*What is required:* Reproduce word for word the part of the passage about rain in Malawi that runs from "Since then, the" to "it is raining.".

*Reading text:*
▬▬▬

The sound was so unexpected that for a moment I lay in bed, puzzled, vaguely aware of the fact that something had woken me up. Light was starting to trickle through the curtains at the windows, but the sheets were white and clean, and I am pretty sure that nothing feel so good in the morning as stretching out in nice, non-threadbare sheets and then going back to sleep until sunshine gently pulls you to your feet, more awake and alive than you've ever been. But instead of sunshine, there was rain.
I couldn't believe it.
When I got to Africa in the beginning of May, rainy season had barely ended, and everything in Malawi had been glisteningly vibrant, enchanted by the touch of a wand called "adventure" and attached to a wondrous tag that said "Made in Africa" in the most exotic small print possible. The leaves were still green, and in the evenings the grass would wave pink and gold in the dying sunlight.
Since then, the world has been slowly fading. The grass is now brown and withered, and the trees cling to their half-shriveled leaves like a forty-year-old rebel chasing his rock'n'roll dream. The red dirt has turned into sand which has somehow transformed itself into a fine rusty dust that manages to coat everything. Ugly remnants of shorn corn stalks dot forgotten fields. Every day the sun comes up to greet an ever-browner world, and every night the moon pushes it out of the sky to paint Malawi in a more forgiving, albeit dimmer, light.
But it is not the past three months; it is today, and today, it is raining.

▬▬▬

*Supplied information:*

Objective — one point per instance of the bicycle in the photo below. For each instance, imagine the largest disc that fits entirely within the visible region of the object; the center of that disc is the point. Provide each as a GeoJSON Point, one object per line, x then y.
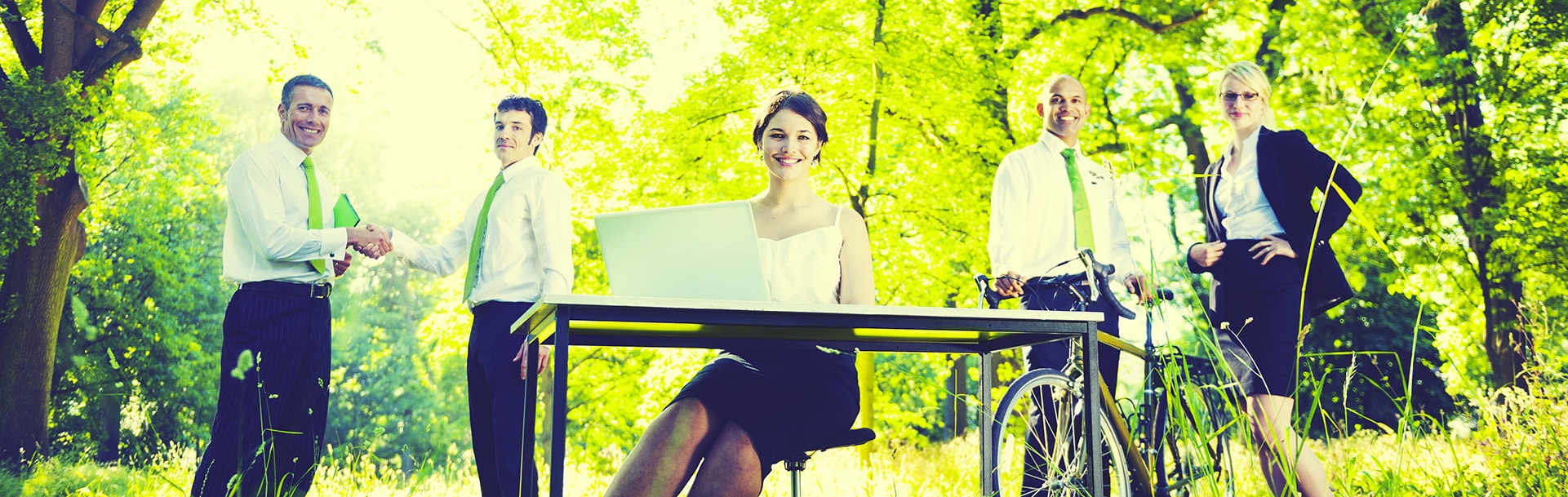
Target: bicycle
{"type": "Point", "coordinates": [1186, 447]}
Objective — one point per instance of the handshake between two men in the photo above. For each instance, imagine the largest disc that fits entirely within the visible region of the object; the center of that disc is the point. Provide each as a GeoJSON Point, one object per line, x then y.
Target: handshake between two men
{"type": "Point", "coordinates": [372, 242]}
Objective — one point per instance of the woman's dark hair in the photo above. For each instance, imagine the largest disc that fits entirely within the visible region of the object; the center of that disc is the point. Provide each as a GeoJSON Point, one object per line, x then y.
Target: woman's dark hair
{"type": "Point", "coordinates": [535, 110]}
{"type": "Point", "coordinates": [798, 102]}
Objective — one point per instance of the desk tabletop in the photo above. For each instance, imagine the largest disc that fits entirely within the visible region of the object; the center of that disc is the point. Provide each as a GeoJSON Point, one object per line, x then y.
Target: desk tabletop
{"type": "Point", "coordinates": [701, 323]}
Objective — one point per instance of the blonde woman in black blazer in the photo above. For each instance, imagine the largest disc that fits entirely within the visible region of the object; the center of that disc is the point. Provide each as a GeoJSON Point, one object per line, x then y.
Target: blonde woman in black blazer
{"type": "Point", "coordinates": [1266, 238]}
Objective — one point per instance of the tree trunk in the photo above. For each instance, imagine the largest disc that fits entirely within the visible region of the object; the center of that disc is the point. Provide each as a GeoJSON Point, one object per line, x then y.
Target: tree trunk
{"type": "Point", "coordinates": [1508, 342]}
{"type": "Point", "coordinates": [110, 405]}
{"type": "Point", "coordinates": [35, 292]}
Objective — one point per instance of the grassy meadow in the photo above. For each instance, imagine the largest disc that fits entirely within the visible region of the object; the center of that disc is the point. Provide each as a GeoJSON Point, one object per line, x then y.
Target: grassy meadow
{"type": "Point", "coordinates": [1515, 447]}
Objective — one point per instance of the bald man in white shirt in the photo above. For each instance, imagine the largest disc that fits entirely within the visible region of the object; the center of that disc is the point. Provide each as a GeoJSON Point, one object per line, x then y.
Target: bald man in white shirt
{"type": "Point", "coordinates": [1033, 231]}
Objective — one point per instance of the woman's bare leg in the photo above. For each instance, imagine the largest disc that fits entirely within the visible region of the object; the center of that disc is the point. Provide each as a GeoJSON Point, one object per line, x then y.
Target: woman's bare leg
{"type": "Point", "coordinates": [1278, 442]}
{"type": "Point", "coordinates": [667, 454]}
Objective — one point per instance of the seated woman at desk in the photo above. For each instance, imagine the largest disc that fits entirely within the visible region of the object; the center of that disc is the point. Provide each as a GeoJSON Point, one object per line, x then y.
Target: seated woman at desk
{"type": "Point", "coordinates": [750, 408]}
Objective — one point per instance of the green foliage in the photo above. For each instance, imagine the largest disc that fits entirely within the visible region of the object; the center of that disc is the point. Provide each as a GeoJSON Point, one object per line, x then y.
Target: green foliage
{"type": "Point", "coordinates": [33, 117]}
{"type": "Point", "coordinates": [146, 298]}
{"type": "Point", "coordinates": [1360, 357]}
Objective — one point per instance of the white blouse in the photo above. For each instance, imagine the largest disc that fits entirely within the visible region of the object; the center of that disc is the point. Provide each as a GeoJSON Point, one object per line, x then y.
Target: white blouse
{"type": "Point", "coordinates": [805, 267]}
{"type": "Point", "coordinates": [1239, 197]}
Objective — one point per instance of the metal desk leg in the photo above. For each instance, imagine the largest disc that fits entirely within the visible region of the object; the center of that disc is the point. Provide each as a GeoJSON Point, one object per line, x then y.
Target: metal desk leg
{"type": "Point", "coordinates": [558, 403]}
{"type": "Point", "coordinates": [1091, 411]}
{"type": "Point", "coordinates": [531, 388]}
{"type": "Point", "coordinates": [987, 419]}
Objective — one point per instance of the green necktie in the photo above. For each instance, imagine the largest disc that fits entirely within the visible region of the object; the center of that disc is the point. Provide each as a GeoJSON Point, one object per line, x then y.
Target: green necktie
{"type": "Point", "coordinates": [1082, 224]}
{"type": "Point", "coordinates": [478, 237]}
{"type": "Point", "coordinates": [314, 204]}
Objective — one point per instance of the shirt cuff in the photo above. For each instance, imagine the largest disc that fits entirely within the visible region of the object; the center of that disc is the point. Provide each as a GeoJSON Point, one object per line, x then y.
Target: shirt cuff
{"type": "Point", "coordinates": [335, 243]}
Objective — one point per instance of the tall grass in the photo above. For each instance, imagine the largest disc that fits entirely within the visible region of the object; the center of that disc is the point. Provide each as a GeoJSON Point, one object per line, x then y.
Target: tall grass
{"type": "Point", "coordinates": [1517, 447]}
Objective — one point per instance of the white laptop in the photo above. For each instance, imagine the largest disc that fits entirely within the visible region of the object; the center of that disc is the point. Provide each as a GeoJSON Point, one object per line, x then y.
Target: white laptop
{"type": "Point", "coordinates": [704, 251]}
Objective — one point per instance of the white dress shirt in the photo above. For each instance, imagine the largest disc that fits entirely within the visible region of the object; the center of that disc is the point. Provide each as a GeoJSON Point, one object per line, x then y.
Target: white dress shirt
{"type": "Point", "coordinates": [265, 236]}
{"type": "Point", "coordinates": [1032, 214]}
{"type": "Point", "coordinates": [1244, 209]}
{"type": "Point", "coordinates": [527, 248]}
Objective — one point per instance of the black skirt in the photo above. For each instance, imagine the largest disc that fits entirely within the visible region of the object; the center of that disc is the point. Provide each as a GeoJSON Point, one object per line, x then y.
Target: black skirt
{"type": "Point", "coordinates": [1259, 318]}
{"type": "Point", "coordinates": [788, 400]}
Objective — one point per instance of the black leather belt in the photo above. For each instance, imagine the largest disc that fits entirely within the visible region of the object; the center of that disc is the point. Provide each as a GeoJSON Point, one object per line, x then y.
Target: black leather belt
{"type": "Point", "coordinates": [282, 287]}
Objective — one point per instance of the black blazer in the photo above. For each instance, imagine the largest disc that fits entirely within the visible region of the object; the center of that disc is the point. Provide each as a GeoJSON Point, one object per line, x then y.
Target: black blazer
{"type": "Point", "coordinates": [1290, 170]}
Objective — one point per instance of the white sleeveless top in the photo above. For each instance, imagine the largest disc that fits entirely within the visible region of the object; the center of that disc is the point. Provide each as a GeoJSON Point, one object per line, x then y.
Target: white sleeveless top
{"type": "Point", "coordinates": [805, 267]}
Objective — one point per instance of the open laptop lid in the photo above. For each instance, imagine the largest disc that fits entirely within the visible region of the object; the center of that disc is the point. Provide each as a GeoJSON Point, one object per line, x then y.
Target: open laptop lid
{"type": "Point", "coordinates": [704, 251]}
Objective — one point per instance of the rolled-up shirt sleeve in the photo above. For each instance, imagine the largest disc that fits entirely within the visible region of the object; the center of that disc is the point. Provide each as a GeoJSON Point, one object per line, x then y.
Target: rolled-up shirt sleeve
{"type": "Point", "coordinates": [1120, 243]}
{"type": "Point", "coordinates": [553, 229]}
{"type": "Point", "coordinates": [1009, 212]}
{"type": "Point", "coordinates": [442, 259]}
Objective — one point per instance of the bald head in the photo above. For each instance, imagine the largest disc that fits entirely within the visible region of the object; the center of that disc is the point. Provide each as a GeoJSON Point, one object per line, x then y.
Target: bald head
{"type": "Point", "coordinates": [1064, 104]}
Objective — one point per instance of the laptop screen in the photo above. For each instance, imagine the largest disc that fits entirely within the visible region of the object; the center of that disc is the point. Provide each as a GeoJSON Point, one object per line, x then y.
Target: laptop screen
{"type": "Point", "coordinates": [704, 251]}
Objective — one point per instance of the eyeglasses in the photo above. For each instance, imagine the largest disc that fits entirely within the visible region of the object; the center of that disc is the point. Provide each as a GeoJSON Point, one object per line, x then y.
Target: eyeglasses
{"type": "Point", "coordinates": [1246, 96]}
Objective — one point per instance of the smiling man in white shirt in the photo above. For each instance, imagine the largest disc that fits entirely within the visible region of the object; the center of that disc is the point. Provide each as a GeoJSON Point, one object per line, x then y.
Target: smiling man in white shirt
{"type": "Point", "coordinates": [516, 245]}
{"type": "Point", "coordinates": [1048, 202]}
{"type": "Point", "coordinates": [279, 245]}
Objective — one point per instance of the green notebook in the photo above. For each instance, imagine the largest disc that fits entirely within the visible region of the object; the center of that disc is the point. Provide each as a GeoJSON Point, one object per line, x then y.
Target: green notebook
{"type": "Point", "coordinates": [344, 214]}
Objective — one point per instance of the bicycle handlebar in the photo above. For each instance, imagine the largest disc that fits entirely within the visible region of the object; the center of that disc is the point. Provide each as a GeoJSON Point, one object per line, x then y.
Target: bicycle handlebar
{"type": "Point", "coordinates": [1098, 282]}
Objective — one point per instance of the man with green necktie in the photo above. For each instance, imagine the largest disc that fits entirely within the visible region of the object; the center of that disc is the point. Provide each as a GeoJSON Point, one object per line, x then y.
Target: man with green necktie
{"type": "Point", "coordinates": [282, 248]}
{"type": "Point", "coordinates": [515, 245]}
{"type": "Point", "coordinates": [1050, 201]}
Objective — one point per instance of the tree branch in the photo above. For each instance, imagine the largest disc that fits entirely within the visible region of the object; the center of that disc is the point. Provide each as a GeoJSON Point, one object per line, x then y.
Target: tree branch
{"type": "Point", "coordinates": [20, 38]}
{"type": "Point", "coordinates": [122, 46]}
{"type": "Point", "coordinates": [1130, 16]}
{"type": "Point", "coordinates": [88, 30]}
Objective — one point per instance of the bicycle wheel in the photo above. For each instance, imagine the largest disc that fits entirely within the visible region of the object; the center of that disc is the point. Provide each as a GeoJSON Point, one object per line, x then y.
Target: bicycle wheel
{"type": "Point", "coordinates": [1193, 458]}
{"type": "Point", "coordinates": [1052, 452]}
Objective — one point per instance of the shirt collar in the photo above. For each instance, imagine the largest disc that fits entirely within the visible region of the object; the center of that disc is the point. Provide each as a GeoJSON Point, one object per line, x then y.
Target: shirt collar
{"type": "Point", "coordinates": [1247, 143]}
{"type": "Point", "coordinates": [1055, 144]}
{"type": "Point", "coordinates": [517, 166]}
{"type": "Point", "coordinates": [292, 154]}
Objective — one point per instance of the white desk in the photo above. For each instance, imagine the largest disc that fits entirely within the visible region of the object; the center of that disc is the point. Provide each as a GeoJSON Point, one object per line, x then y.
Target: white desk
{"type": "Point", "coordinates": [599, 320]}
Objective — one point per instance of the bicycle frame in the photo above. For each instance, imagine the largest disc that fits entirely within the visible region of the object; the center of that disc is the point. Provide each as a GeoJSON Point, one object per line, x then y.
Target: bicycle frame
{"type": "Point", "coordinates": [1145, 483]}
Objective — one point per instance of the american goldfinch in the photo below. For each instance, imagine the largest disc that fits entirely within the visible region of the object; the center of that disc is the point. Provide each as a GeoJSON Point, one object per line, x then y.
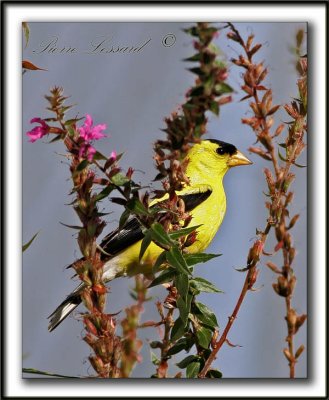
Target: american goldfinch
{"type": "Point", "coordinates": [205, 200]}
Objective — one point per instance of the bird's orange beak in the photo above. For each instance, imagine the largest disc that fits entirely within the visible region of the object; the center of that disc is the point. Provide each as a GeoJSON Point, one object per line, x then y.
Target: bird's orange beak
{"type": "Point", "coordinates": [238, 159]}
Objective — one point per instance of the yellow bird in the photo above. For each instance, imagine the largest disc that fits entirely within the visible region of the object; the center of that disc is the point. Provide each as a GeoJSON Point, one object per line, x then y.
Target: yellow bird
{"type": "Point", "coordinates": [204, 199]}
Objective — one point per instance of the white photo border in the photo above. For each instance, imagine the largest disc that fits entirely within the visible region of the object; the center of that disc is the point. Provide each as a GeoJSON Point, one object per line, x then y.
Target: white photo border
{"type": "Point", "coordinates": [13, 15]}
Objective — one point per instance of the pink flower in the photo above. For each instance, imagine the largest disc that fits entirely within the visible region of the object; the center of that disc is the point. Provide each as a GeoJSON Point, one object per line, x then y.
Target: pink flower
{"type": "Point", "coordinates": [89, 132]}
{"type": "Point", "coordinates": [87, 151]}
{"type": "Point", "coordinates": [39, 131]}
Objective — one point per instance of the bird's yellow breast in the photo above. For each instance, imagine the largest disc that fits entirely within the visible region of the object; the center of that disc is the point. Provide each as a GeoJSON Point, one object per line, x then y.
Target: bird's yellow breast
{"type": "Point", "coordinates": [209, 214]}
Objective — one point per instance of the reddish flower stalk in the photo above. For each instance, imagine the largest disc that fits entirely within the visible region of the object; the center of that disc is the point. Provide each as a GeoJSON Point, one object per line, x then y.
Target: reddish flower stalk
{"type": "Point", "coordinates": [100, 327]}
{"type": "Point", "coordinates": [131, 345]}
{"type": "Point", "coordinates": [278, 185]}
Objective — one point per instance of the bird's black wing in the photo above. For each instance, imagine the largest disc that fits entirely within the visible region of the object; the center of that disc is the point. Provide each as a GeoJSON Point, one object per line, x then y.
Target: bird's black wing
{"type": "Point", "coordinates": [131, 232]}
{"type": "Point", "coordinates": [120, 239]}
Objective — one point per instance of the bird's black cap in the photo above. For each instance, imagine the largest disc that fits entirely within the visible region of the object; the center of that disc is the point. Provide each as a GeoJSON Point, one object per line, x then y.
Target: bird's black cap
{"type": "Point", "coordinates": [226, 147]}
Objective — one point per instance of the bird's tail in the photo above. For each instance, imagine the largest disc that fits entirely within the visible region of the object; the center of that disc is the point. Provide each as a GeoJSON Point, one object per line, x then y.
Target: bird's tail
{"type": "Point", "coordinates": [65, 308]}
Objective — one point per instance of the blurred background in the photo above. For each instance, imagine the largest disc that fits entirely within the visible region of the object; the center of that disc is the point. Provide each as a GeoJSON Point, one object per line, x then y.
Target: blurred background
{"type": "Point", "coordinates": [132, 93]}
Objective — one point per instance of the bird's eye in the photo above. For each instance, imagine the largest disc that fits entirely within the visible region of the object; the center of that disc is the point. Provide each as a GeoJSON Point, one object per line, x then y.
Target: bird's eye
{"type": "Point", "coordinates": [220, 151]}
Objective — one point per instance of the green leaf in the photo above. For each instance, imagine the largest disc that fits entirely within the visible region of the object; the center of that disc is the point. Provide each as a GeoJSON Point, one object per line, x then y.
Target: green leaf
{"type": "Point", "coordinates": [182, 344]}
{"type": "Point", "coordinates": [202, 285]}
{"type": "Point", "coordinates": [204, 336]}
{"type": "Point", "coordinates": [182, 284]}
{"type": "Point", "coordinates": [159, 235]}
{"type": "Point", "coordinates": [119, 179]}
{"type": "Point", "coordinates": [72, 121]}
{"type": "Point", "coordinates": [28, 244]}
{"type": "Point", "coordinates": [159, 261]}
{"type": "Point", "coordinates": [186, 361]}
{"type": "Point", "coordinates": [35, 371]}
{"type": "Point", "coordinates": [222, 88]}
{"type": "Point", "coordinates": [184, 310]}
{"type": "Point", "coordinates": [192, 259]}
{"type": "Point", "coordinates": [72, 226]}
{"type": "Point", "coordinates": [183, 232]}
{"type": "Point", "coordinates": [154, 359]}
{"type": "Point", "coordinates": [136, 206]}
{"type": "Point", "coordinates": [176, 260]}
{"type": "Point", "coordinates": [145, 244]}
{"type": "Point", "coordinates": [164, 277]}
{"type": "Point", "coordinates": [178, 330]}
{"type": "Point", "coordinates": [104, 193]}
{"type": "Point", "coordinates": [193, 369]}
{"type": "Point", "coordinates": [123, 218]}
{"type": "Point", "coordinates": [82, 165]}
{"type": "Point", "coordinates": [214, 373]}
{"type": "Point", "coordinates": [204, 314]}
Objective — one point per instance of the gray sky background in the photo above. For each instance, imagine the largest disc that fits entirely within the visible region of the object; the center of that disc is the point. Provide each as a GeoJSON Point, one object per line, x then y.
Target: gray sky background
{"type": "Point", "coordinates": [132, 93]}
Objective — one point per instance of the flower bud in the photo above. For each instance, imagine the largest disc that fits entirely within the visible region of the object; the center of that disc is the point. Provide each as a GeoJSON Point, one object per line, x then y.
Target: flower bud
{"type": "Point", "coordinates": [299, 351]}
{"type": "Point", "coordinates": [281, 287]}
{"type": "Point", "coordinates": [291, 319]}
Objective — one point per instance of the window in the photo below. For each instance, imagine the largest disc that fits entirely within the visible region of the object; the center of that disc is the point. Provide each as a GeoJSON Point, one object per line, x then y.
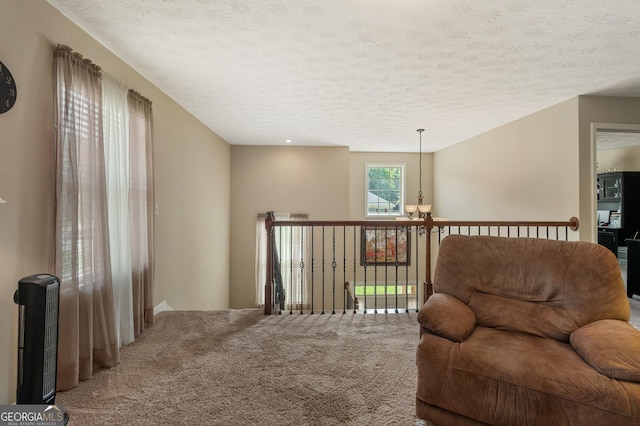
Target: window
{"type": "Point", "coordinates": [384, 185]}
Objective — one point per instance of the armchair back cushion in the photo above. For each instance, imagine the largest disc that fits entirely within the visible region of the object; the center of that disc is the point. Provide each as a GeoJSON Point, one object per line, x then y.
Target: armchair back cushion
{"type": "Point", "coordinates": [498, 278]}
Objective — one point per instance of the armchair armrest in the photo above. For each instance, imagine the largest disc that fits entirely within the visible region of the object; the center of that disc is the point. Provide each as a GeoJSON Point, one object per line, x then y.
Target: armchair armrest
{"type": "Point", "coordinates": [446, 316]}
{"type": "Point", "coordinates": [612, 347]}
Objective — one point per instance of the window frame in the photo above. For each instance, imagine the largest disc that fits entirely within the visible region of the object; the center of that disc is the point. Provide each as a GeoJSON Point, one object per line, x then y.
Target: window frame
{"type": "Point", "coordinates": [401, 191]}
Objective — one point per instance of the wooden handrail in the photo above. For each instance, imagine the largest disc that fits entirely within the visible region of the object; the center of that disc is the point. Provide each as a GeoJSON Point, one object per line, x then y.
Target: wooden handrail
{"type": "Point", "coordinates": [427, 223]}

▬▬▬

*Answer:*
Since then, the world has been slowly fading. The grass is now brown and withered, and the trees cling to their half-shriveled leaves like a forty-year-old rebel chasing his rock'n'roll dream. The red dirt has turned into sand which has somehow transformed itself into a fine rusty dust that manages to coat everything. Ugly remnants of shorn corn stalks dot forgotten fields. Every day the sun comes up to greet an ever-browner world, and every night the moon pushes it out of the sky to paint Malawi in a more forgiving, albeit dimmer, light.
But it is not the past three months; it is today, and today, it is raining.